- Saved entries -
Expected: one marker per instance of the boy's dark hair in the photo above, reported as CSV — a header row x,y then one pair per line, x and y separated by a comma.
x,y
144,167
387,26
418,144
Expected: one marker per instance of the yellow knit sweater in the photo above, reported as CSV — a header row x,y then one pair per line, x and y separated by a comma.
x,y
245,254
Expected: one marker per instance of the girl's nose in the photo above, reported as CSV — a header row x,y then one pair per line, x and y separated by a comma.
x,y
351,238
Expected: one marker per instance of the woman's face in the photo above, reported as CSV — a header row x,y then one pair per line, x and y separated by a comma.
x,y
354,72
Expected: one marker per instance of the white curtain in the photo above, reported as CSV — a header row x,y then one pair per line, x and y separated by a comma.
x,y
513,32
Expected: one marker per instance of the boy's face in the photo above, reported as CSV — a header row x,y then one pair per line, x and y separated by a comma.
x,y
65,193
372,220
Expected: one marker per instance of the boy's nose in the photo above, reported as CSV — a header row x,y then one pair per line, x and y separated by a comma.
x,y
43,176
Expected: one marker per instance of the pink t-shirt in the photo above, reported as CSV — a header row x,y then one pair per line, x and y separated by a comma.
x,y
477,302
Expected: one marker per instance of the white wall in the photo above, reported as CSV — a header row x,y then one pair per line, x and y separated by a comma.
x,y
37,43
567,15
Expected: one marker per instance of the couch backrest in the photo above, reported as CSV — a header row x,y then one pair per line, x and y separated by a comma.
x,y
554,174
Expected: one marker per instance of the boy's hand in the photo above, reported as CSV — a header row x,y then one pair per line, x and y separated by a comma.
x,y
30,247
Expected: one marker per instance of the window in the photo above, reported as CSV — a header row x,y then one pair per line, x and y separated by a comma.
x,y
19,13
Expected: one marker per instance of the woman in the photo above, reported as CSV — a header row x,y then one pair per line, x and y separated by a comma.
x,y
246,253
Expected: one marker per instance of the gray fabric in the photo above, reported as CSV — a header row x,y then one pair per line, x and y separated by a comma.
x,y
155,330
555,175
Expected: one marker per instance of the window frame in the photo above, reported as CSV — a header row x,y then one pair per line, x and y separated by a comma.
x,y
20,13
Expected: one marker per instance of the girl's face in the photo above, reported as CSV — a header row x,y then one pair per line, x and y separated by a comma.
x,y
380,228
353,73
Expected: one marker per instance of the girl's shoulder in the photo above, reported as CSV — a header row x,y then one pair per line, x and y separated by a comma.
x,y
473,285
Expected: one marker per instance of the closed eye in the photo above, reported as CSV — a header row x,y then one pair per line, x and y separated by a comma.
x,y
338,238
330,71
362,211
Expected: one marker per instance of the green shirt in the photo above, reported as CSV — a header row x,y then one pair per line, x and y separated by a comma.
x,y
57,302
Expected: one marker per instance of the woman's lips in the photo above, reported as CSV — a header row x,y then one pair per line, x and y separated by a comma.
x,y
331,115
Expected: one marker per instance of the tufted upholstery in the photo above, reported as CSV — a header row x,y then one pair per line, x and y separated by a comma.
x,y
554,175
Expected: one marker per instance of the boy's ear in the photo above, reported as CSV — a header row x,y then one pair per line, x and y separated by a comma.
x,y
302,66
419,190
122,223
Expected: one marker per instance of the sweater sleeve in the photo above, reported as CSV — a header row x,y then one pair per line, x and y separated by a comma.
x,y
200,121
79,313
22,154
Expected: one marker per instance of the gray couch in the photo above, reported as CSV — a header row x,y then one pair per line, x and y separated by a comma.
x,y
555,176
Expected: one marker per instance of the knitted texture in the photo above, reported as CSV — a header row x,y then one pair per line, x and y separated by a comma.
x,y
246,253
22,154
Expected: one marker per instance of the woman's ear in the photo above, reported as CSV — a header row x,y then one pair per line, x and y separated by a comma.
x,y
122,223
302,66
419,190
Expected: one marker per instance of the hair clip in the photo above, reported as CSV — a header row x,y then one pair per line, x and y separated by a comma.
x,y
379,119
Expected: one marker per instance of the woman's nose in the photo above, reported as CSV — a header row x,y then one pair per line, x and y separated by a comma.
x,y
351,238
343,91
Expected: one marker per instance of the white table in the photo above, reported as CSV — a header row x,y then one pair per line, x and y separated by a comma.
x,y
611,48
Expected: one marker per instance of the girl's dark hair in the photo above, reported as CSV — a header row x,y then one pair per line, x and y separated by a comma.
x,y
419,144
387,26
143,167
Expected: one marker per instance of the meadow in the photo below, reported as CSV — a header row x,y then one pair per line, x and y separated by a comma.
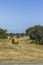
x,y
22,52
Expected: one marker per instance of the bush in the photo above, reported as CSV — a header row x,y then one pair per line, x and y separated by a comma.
x,y
3,34
36,33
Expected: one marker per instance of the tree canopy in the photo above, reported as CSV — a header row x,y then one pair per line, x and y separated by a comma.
x,y
36,33
3,34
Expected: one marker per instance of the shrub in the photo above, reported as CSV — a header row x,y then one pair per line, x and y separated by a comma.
x,y
36,33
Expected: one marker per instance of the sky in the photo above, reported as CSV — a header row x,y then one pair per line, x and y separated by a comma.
x,y
18,15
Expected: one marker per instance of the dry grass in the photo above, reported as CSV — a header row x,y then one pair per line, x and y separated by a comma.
x,y
21,52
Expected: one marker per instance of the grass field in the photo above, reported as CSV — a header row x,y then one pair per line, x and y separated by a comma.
x,y
22,52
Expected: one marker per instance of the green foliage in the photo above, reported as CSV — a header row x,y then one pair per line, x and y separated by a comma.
x,y
3,34
36,33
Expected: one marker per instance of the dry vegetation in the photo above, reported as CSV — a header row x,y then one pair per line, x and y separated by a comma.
x,y
21,52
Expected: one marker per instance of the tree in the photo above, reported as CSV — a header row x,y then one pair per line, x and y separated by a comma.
x,y
36,33
3,34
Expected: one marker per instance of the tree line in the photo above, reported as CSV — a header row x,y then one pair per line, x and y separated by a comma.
x,y
34,32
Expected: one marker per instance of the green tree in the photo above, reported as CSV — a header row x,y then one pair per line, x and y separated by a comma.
x,y
3,34
36,33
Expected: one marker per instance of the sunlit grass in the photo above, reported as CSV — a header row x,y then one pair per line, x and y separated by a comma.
x,y
21,52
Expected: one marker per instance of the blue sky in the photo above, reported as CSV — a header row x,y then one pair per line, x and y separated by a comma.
x,y
18,15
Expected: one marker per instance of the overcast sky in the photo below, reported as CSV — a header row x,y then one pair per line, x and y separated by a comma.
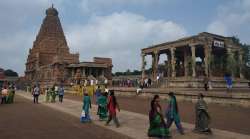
x,y
117,28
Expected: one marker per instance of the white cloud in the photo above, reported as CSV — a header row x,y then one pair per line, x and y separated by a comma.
x,y
120,36
91,6
232,19
18,30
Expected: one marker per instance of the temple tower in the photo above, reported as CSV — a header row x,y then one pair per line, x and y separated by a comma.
x,y
49,52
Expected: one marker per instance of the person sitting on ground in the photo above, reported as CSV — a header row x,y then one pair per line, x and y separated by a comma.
x,y
157,125
202,117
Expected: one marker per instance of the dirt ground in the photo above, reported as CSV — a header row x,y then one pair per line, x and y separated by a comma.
x,y
25,120
231,118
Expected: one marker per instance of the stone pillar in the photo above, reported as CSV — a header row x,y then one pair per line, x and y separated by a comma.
x,y
143,66
193,60
173,61
241,63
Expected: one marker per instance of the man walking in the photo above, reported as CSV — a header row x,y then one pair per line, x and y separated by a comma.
x,y
61,93
36,93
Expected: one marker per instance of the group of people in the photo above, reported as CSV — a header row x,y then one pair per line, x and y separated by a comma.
x,y
7,94
107,106
159,127
50,93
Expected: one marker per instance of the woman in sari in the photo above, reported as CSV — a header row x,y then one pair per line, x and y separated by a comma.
x,y
85,117
157,126
172,113
11,94
202,116
102,106
47,94
112,106
53,95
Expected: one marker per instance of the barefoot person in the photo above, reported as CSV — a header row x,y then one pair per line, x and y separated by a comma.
x,y
157,124
85,117
112,106
172,113
202,116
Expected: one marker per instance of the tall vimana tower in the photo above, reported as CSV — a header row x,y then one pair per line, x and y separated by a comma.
x,y
50,53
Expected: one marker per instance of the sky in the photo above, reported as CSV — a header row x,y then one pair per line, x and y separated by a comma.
x,y
117,28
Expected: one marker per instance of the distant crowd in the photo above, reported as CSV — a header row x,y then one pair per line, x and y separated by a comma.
x,y
7,94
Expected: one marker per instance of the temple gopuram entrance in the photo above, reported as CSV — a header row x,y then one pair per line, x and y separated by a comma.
x,y
188,60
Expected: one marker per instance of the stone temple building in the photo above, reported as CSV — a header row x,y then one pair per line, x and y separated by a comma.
x,y
50,61
190,59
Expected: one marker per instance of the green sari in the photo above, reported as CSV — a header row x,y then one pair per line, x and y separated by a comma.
x,y
53,94
157,126
102,112
10,96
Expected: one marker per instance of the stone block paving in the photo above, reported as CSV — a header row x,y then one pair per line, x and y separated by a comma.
x,y
133,124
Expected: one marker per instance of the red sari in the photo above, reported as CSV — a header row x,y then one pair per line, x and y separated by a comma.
x,y
111,106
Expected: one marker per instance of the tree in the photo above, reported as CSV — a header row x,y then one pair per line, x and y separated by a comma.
x,y
246,61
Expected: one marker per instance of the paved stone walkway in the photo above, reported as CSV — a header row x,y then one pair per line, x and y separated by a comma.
x,y
133,124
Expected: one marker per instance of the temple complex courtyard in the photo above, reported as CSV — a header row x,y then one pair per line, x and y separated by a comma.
x,y
155,69
61,120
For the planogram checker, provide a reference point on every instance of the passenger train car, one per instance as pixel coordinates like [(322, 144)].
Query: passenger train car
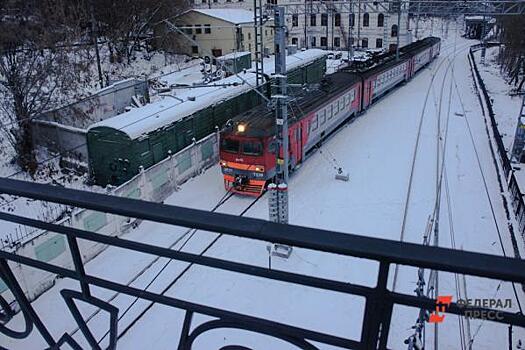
[(247, 150)]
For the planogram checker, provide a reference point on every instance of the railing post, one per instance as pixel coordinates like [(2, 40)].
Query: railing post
[(378, 313), (10, 279)]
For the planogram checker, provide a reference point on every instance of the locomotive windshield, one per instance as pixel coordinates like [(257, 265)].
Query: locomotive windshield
[(252, 148), (230, 145)]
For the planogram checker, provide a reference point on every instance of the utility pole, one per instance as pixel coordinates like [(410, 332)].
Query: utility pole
[(358, 23), (483, 42), (258, 27), (94, 37), (278, 193), (398, 28), (417, 19), (350, 44), (280, 98)]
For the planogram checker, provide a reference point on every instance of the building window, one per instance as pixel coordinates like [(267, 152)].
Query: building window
[(324, 20), (393, 32), (380, 20), (337, 20), (366, 20), (395, 6)]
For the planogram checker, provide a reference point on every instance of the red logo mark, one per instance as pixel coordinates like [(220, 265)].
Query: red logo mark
[(442, 303)]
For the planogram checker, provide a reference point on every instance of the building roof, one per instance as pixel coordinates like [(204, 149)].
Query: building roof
[(235, 16)]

- Activity -
Exact copy, pictures excluded: every line above from the one containing "Expected: one marker per instance of the temple complex" to the one containing "like [(410, 332)].", inclusive, and nothing more.

- Written reply -
Expected: one marker per instance of the temple complex courtyard in the photo above, reported as CSV — a header row x,y then one pair per line, x and y separated by a comma.
x,y
155,69
61,120
For the planogram checker, provide a reference point on every instance of the passenger train car, one per instance as pixel coordinates like [(322, 144)].
Query: passenger train car
[(247, 150)]
For the planogram checker, provide a reference point on every instance of the railing post, one per instance as pixel coordinates like [(2, 40)].
Query: railing post
[(378, 313), (10, 279)]
For the planogram checker, provide a reference point on every instance of the locomotive windshield, one per instance as pixel coordinates like [(257, 265)].
Query: locomotive windshield
[(252, 148), (230, 145)]
For the planogram checker, provide a reference point on every instance of the utility pole, one per instance as pixel coordinates like [(410, 332)].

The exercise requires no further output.